● **Data records**:
* * * * *

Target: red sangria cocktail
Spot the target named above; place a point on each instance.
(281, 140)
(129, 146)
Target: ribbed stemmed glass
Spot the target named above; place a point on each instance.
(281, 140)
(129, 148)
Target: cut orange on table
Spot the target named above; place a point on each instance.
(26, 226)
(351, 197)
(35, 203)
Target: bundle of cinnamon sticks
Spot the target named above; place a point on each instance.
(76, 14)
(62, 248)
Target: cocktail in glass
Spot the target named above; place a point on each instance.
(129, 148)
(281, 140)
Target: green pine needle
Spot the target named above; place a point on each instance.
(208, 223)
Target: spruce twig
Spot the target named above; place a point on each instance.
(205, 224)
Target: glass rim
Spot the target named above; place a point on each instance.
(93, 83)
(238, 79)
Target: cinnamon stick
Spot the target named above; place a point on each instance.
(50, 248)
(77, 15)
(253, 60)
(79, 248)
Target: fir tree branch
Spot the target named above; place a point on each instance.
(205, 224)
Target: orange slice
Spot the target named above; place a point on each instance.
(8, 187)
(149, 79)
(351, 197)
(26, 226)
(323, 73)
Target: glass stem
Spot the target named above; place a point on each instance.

* * * * *

● **Required work**: Take from the material above the lines running from the one with "Target: cut orange on table" through the one with "Target: glass stem", and repeat them exactly, with nothing else.

● **Completed task**:
Target: cut orange on table
Spot the target named above; place a point on each instance.
(26, 226)
(351, 197)
(35, 203)
Target: bundle of cinnamon sticks
Spot the target named above; place a point on each instance.
(76, 14)
(62, 248)
Target: cocktail in glass
Spot the target named above; place a point on each instance.
(129, 148)
(281, 140)
Target: green pine needle
Spot the target named above; place a point on each instance.
(208, 223)
Target: spruce twig
Spot the target named above; place a point on each instance.
(205, 224)
Target: glass rim
Spot the target named above; place a point on each instance.
(93, 83)
(238, 79)
Target: cinnamon stick
Spot the target named above; place a point on each instance.
(50, 248)
(77, 15)
(253, 60)
(79, 248)
Target: fir tree branch
Spot the target named above; place a point on each instance.
(205, 224)
Target: orange slice
Spot the target named above; place a point on each instance.
(8, 187)
(149, 79)
(351, 197)
(26, 226)
(323, 73)
Target: glass stem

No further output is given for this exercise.